═════ PASSAGE GIVEN

He noted, for example, that people disagreed on even the most fundamental ideas, such as the right to life, the death penalty and justice.

Why then bother to talk at length about such rights?

Mr Kausikan said that was because, since the end of the Cold War in the 1990s, Western powers touted human rights and democracy as if these were the panacea for the world's ills.

In fact, all they were doing was using these to try and influence nations, including countries like Singapore, to develop in ways that suited these powers' interests.

It was not uncommon for Western diplomats to threaten to otherwise withhold much-needed aid.

He also pointed out how Washington went from hailing embattled former Egyptian president Hosni Mubarak as their staunch ally to "unceremoniously abandoning" him within a week.

Noting that the United States also treated former Indonesian president Suharto in a similar way, he contrasted their fate against that of former Philippines president Ferdinand Marcos, whom the US gave safe passage to Hawaii when he fled his country in 1986.

The stark difference between how the US treated Mr Mubarak and Mr Suharto and how they helped Marcos showed the rest of the world how unreliable the US' commitment to human rights could be, said Mr Kausikan.

He added: "Democracy and human rights are not magical incantations that, when uttered, make all problems vanish.

"They are important but contested and sometimes internally contradictory concepts that may create new problems even if they solve others."







Bilahari Kausikan on...

CONTESTED CONCEPTS

Although the idea that humans have rights of some sort has won general acceptance, most specific rights are still essentially contested concepts where superficial agreement, sometimes no more than agreement over vocabulary, masks deep conflicts over interpretation and implementation.

This is true even with something as basic as the right to life where there is fundamental and visceral disagreement over capital punishment, mandated by syariah, and abortion which some Christians equate with murder. If life itself can be disputed, how much real agreement over the ever-expanding range of other ideas claimed as rights can we realistically expect?


WHAT ARTISTS OF CHARLIE HEBDO MAGAZINE AND THEIR KILLERS HAD IN COMMON

After the terrorist attack on Charlie Hebdo in Paris, it struck me that there was a similarity in the modes of thought of the terrorists and the cartoonists, not moral equivalence in their actions because there is clearly none, but a similarity of thought processes: Both held their values so absolutely that they thought it justified anything.

Murder is wrong. But is lampooning a religion right? The fact that the terrorists held a completely mistaken view of Islam is beside the point. The point is that they believed in it, believed in it as fervently as the cartoonists believed in freedom of expression.

══════════
═════ GIVEN DATA

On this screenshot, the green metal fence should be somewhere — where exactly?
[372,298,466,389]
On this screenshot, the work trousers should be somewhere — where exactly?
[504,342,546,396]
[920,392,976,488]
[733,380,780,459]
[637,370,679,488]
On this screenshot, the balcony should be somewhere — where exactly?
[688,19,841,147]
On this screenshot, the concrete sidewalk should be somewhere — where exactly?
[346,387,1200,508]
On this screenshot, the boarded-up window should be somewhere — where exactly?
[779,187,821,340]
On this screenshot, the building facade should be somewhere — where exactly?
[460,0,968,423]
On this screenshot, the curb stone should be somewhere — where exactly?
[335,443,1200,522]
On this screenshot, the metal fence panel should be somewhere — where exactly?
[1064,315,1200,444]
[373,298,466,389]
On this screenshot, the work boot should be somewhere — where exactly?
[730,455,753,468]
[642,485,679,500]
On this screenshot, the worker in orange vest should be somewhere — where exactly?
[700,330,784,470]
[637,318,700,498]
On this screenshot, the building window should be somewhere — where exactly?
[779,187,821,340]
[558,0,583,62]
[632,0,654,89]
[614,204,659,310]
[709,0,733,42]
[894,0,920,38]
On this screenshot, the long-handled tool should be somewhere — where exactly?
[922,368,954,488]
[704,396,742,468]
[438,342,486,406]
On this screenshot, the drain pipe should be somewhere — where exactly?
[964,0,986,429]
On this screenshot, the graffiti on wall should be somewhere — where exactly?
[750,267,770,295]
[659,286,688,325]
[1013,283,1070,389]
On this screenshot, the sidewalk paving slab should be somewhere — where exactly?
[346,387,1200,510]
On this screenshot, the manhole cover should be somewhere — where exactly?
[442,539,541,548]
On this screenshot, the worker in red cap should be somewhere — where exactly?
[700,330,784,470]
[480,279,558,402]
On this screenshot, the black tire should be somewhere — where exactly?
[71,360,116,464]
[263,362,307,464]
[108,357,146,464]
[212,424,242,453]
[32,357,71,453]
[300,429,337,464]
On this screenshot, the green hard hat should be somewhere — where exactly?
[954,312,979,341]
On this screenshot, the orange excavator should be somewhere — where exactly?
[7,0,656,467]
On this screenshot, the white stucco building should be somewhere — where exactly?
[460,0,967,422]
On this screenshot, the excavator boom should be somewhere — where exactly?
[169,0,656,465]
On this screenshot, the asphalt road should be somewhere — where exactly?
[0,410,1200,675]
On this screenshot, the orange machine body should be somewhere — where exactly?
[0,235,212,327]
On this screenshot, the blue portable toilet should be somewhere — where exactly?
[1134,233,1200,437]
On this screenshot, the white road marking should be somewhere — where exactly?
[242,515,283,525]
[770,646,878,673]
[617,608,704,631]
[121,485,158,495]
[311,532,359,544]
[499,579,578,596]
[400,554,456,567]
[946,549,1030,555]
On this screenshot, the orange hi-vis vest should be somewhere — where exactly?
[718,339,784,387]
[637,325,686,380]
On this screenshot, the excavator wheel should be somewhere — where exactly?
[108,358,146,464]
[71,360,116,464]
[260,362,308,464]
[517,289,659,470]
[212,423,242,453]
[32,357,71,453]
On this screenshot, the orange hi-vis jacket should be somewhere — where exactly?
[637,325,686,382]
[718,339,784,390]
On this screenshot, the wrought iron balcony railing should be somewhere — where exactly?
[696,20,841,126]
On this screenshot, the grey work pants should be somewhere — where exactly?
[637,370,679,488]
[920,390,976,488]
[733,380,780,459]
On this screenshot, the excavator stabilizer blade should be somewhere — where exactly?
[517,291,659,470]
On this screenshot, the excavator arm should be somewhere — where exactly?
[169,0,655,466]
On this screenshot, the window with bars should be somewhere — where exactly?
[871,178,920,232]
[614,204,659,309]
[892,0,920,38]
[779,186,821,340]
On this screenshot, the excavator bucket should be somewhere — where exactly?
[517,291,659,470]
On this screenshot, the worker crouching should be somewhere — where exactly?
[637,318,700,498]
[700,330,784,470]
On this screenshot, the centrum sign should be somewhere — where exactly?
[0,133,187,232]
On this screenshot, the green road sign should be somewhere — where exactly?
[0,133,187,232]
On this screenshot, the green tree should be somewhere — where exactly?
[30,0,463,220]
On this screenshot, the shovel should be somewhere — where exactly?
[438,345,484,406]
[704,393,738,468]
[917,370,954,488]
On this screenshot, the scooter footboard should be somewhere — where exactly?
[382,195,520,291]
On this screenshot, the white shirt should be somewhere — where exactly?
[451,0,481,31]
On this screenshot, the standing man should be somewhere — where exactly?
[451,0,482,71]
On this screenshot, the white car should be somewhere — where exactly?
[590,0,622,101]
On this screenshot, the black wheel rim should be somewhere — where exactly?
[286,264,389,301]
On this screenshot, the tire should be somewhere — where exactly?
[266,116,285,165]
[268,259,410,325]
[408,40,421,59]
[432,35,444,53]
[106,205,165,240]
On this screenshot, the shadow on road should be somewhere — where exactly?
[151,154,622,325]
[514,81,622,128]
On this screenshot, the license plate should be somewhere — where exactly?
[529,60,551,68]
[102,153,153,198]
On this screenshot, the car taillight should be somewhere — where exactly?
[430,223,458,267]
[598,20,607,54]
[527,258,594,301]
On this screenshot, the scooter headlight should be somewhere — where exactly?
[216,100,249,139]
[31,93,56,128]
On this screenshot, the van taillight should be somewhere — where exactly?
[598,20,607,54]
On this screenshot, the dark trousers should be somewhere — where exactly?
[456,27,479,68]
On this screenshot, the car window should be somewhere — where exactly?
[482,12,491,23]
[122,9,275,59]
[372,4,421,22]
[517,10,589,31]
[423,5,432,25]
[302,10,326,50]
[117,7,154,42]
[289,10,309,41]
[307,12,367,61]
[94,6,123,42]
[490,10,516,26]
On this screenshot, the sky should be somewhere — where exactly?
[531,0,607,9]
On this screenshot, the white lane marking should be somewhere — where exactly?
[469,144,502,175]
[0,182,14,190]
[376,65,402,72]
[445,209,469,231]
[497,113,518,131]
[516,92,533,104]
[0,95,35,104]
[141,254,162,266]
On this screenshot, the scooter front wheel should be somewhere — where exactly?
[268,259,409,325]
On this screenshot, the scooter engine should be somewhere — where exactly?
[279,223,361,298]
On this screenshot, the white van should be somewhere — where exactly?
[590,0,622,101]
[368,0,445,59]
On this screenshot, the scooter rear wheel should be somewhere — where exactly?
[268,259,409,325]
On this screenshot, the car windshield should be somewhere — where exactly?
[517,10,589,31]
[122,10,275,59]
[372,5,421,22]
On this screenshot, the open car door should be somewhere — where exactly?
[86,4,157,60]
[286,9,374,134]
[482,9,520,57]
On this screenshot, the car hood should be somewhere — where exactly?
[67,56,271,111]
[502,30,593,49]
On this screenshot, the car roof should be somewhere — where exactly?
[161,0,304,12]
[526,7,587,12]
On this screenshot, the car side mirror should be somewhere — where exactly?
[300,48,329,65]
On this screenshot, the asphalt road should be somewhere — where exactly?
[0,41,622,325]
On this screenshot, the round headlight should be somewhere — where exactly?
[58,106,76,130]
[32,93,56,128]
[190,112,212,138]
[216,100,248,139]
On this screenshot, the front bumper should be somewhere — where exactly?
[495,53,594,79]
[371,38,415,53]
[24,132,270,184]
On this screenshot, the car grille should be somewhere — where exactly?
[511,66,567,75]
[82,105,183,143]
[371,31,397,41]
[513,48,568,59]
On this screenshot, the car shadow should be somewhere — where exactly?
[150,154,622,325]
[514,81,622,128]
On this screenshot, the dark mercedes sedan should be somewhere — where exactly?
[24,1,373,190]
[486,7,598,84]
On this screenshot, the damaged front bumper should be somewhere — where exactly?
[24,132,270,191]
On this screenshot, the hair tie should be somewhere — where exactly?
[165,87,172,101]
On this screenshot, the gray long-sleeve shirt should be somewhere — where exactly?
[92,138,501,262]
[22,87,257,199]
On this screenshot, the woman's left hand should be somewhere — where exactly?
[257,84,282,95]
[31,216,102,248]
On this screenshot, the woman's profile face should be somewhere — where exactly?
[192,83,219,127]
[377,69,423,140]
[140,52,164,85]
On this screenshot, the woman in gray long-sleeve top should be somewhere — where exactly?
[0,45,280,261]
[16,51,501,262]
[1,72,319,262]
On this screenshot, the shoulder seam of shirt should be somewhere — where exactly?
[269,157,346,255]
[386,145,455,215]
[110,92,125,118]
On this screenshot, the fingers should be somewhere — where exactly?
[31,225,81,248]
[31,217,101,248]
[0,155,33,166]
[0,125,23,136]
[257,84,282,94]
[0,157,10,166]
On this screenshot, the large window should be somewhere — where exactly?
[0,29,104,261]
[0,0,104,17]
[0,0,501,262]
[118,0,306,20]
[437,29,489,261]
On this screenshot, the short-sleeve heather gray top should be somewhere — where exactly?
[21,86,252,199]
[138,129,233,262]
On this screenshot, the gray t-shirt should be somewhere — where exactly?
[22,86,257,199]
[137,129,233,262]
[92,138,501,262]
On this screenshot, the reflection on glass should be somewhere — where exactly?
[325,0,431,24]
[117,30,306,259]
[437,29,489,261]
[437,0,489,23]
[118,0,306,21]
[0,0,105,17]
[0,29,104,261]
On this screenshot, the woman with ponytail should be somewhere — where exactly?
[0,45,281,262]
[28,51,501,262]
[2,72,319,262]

══════════

*TASKS TO COMPLETE:*
1. Reproduce word for word everything in the human rights article from "He also pointed" down to "said Mr Kausikan.".
2. Quote everything in the entries from the line containing "On this screenshot, the centrum" down to the line containing "[31,93,56,128]", including both of those lines and nothing else.

*ANSWERS:*
1.
He also pointed out how Washington went from hailing embattled former Egyptian president Hosni Mubarak as their staunch ally to "unceremoniously abandoning" him within a week.

Noting that the United States also treated former Indonesian president Suharto in a similar way, he contrasted their fate against that of former Philippines president Ferdinand Marcos, whom the US gave safe passage to Hawaii when he fled his country in 1986.

The stark difference between how the US treated Mr Mubarak and Mr Suharto and how they helped Marcos showed the rest of the world how unreliable the US' commitment to human rights could be, said Mr Kausikan.

2.
On this screenshot, the centrum sign should be somewhere — where exactly?
[0,133,187,232]
On this screenshot, the green road sign should be somewhere — where exactly?
[0,133,187,232]
On this screenshot, the green tree should be somewhere — where exactly?
[30,0,463,220]
On this screenshot, the shovel should be somewhere — where exactly?
[438,345,484,406]
[704,393,738,468]
[917,370,954,488]
On this screenshot, the scooter footboard should be somewhere — where exactly?
[382,195,520,291]
On this screenshot, the white shirt should be somewhere — where exactly?
[451,0,481,31]
On this screenshot, the standing man should be somewhere — where exactly?
[451,0,482,71]
On this screenshot, the white car should be somewhere — where exactly?
[590,0,622,101]
On this screenshot, the black wheel rim should be somewhere — where exactly?
[286,264,389,301]
On this screenshot, the tire should be somewhere — where exactly?
[266,116,285,165]
[268,259,410,325]
[408,40,421,59]
[432,35,444,53]
[106,205,165,240]
On this screenshot, the shadow on road should be somewhere — where exactly?
[151,154,622,325]
[514,81,622,128]
On this screenshot, the license plate should be somewhere — where exactly?
[529,60,551,68]
[102,153,153,198]
On this screenshot, the car taillight should be somewhere — where exactly?
[430,223,458,267]
[598,20,607,54]
[527,258,594,301]
On this screenshot, the scooter headlight should be somewhere — where exactly?
[216,100,249,139]
[31,93,56,128]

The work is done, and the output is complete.